THE TASK ->
Return the records, each one exactly as written.

DATA SECTION ->
▼

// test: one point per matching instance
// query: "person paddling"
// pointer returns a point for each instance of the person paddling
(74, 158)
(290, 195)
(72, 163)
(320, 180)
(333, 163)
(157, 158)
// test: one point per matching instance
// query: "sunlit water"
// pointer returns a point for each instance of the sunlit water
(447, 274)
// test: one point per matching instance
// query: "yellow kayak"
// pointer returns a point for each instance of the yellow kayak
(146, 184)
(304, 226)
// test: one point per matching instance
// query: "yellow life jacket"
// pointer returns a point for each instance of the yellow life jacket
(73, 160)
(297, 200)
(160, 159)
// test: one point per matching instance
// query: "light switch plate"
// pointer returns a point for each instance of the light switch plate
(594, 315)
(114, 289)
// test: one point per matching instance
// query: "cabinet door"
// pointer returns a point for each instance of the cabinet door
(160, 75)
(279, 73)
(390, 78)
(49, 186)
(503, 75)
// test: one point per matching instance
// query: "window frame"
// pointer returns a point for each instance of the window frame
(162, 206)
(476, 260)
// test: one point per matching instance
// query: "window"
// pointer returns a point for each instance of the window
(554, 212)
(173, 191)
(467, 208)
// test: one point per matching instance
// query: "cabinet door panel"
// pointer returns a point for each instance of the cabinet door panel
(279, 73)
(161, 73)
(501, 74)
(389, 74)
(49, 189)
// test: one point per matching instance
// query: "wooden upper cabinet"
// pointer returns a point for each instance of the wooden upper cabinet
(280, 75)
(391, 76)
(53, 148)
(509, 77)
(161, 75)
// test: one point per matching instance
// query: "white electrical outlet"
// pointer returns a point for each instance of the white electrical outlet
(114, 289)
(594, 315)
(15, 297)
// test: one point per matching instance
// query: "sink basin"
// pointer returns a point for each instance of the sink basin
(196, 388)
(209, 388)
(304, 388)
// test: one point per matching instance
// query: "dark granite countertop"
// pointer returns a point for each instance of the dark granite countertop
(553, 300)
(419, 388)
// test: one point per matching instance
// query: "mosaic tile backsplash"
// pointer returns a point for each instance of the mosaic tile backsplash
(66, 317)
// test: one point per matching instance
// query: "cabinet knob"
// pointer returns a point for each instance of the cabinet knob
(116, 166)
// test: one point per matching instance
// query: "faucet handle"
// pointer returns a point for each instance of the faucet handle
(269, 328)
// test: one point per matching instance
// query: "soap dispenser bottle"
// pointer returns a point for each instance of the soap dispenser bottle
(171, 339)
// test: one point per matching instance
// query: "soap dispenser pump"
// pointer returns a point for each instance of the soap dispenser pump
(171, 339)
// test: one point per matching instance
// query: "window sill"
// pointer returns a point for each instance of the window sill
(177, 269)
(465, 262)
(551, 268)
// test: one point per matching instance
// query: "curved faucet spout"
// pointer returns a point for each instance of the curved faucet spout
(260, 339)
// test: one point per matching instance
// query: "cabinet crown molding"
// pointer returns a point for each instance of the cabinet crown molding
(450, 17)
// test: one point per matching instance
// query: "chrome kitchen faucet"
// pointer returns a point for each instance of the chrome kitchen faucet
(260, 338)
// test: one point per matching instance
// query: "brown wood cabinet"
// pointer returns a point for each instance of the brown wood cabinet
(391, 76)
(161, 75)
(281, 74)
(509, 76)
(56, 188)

▲

ANSWER BELOW ->
// test: one point per matching instance
// query: "person paddling"
// pointer returns a point for each instance of the person paddling
(74, 158)
(290, 195)
(72, 163)
(320, 180)
(333, 163)
(157, 158)
// test: one point per matching instance
// query: "sunlit water"
// pointer returns a point for each instance of the sunlit water
(447, 274)
// test: one point per matching instance
// query: "yellow kayak"
// pointer returns a point for each instance of the yellow kayak
(146, 184)
(304, 226)
// test: one point per matching instance
// query: "yellow life jacket"
// pointer returns a point for each instance of the yellow life jacket
(73, 160)
(297, 200)
(160, 159)
// test: one point per matching instance
// query: "light switch plate"
// pointer returns a point for each instance of the light switch plate
(594, 315)
(114, 289)
// test: one point per matching instance
// query: "cabinet door"
// pointer returns a point for each instance of the cabinet door
(160, 75)
(279, 73)
(390, 78)
(49, 186)
(503, 75)
// test: one point per matching instance
// query: "window frame"
// pointer returns a point for each instance of the window frame
(162, 206)
(476, 260)
// test: one point per matching instance
// query: "window"
// pointer returns a point for each instance of the window
(554, 212)
(173, 191)
(467, 208)
// test: one point per matching instance
// query: "cabinet door panel"
// pointer returns a point for each instance of the cabinet door panel
(279, 73)
(161, 73)
(501, 74)
(389, 74)
(49, 189)
// test: one point per matching instance
// query: "wooden upper cabinet"
// pointer returns a point for each instance of the wooden upper cabinet
(280, 75)
(391, 76)
(53, 148)
(509, 77)
(161, 75)
// test: one point per matching instance
// query: "white electrical outlet"
// pointer returns a point for each instance of the white electrical outlet
(114, 289)
(594, 315)
(15, 297)
// test: one point per matching instance
// query: "sink basin"
// pointer returns a point for each instance of the sink basin
(196, 388)
(209, 388)
(304, 388)
// test: one point per matching instance
// query: "dark granite countertop"
// pointer returns a point for each instance of the dark granite countertop
(553, 300)
(419, 388)
// test: one point per matching instance
// query: "mosaic tile backsplash"
// pointer returns a point for each instance of the mosaic tile backsplash
(66, 317)
// test: one point per matching instance
// query: "cabinet knob"
// pointer returns a point for each instance of the cabinet knob
(116, 166)
// test: one point per matching instance
// query: "faucet handle"
// pointer returns a point for each instance of the faucet handle
(269, 328)
// test: one point per matching instance
// query: "soap dispenser bottle"
// pointer returns a point for each instance of the soap dispenser bottle
(171, 339)
// test: one point per matching instance
// query: "soap dispenser pump"
// pointer returns a point for each instance of the soap dispenser pump
(171, 339)
// test: one point per matching instance
// query: "window sill"
// pointer returns a point for each instance of the window sill
(177, 269)
(465, 262)
(551, 268)
// test: one point per matching instance
// query: "curved faucet spout"
// pointer returns a point for each instance of the curved faucet spout
(260, 339)
// test: one point per matching instance
// query: "cabinet crown molding"
// pointer returns a point for each instance of the cabinet crown molding
(450, 17)
// test: one point per matching instance
// query: "chrome kitchen faucet"
// pointer returns a point for each instance of the chrome kitchen faucet
(260, 338)
// test: one point per matching instance
// query: "brown wood cabinet"
// pointer returns a point for each instance of the brown wood cabinet
(391, 76)
(161, 75)
(281, 74)
(509, 76)
(56, 188)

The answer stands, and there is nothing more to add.